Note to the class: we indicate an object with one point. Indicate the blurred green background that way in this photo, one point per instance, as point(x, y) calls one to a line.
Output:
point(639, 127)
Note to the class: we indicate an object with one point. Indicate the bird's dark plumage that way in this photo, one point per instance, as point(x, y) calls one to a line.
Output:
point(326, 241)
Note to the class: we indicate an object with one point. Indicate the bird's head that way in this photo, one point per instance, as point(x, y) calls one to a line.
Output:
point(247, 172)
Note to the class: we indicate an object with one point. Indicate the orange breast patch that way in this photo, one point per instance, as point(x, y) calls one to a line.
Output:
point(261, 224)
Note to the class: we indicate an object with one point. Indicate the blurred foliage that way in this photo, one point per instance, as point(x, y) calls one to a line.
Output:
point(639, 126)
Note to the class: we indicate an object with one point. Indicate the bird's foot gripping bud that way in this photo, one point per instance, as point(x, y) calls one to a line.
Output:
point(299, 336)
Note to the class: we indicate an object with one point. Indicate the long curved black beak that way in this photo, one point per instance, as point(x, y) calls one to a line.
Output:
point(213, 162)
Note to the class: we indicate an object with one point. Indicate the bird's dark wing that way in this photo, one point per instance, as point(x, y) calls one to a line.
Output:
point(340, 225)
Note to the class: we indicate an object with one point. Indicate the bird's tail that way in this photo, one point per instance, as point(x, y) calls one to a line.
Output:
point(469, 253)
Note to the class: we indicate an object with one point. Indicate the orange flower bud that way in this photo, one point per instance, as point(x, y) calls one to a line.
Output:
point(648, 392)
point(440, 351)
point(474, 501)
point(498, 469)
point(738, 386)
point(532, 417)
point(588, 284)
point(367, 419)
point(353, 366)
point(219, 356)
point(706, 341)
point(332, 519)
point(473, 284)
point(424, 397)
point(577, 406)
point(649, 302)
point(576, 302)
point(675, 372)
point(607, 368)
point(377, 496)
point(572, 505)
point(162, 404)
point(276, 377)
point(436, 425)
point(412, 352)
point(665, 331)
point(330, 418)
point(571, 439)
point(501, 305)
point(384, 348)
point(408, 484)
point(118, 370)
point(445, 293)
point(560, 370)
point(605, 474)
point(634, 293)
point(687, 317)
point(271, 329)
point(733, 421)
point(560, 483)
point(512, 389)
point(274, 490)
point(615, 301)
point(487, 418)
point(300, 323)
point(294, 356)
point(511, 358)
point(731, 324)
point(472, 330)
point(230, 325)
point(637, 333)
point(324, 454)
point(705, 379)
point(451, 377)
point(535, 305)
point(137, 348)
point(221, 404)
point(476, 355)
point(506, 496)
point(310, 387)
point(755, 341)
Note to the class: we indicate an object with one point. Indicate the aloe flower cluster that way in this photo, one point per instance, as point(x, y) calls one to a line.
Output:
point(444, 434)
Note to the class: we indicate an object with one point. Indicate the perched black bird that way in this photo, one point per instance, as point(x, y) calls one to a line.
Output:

..........

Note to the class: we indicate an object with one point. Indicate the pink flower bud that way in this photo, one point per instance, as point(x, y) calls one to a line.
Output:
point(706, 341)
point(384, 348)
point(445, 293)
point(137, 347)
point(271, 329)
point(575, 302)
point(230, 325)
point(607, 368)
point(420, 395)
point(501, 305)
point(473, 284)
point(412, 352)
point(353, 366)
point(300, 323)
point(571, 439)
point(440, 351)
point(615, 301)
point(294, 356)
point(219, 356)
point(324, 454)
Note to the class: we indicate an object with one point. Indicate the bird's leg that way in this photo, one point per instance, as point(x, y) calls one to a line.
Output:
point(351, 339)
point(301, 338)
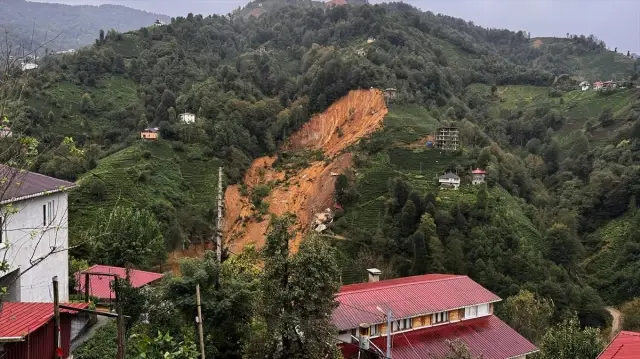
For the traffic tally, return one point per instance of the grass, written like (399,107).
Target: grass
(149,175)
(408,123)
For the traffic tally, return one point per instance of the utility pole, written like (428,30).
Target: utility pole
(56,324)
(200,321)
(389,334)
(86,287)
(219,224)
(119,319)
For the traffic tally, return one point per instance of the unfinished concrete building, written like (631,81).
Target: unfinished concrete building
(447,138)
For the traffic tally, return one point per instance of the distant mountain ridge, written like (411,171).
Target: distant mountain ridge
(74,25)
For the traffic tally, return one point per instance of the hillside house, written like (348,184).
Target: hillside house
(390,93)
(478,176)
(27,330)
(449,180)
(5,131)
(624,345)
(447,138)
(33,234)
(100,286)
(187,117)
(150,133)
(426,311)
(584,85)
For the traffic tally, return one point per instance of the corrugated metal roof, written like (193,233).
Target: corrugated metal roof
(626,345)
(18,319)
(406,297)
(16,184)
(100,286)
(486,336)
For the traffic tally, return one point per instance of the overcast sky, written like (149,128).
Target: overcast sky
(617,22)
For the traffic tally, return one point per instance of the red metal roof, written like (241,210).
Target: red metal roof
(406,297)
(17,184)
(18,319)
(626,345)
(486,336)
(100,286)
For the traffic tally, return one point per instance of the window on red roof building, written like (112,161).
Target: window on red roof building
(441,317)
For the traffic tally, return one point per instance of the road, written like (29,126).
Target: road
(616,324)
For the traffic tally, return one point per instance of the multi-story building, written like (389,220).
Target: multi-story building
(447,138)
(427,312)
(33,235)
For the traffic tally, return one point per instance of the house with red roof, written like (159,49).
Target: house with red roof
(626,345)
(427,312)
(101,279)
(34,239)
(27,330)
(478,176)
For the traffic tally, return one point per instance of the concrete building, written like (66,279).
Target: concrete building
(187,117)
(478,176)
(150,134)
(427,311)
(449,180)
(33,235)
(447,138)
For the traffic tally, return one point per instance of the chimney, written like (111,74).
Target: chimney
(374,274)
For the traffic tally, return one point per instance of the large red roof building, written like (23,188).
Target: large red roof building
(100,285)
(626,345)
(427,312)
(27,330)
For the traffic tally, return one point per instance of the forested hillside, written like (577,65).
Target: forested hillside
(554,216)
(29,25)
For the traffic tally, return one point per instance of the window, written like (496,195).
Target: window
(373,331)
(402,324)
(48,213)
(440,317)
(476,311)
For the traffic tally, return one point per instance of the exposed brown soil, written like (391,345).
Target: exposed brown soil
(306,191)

..........

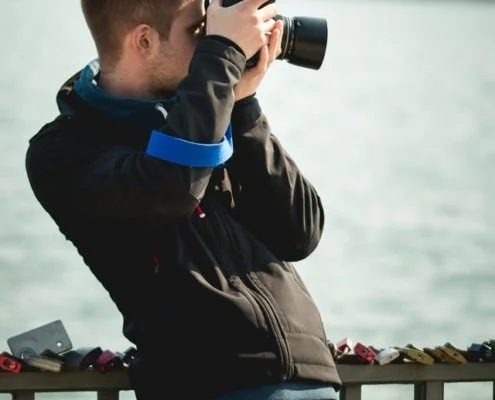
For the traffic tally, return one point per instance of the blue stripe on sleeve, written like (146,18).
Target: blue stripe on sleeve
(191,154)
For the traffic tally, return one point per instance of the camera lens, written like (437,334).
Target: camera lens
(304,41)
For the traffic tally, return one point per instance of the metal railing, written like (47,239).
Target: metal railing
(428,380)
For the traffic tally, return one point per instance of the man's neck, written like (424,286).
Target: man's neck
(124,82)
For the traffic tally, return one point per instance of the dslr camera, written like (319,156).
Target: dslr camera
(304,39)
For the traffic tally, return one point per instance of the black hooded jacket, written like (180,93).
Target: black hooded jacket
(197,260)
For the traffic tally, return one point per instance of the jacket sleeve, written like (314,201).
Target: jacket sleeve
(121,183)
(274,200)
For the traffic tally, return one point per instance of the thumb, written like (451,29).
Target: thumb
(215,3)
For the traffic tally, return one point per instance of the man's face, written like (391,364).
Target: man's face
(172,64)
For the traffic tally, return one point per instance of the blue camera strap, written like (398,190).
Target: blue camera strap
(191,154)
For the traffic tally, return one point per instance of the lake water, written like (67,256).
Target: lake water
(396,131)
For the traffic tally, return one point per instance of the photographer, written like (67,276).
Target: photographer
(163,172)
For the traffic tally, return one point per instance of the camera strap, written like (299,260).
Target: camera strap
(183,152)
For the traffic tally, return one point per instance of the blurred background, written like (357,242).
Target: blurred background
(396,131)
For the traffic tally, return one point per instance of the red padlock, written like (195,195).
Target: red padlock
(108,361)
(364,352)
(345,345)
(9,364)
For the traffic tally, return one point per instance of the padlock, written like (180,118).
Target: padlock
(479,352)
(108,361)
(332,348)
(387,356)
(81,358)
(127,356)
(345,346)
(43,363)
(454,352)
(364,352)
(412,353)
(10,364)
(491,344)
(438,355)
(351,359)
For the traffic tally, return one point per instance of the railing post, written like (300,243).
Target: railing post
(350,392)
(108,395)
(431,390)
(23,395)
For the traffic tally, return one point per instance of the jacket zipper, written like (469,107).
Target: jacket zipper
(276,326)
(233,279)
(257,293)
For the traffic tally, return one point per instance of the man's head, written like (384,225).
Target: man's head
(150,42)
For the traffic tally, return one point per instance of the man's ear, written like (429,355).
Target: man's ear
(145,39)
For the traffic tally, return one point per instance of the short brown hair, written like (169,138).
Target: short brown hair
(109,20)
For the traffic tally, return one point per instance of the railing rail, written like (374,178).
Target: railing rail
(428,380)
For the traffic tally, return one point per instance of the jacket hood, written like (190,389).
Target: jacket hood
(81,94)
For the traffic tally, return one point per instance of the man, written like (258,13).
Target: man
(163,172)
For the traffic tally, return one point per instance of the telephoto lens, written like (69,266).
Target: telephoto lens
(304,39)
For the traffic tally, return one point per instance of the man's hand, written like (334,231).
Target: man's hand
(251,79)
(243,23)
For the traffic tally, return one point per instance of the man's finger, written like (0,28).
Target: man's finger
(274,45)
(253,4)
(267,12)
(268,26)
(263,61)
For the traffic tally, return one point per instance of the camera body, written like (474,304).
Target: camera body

..........

Please write out the material again from the line with "written like (374,178)." to the line with "Target: camera body", including every line. Offset each number in the answer coordinates by -3 and leave all other text unchanged.

**Answer to the problem**.
For the traffic tally, return one point per instance of the railing rail, written like (374,178).
Target: railing rail
(425,377)
For the traffic tally, return one point per instance of the jacket hood, written like (190,389).
Target: jacket hood
(78,91)
For the traffic tally, return one point per instance of the man, written like (258,13).
Target: man
(160,169)
For the traffic tally, return one point per instance of the telephoto lens, written like (69,266).
Target: telephoto lens
(301,36)
For the traffic tally, return one point per instance of the man's hand, written like (334,231).
Target: man's hand
(248,76)
(240,20)
For the traffic tally, return one point per instance of the man's finger, written like (0,28).
Target: man's finger
(271,42)
(250,1)
(264,9)
(265,23)
(260,58)
For the traffic tally, return one point per instance of the camera body, written like (474,304).
Target: camera body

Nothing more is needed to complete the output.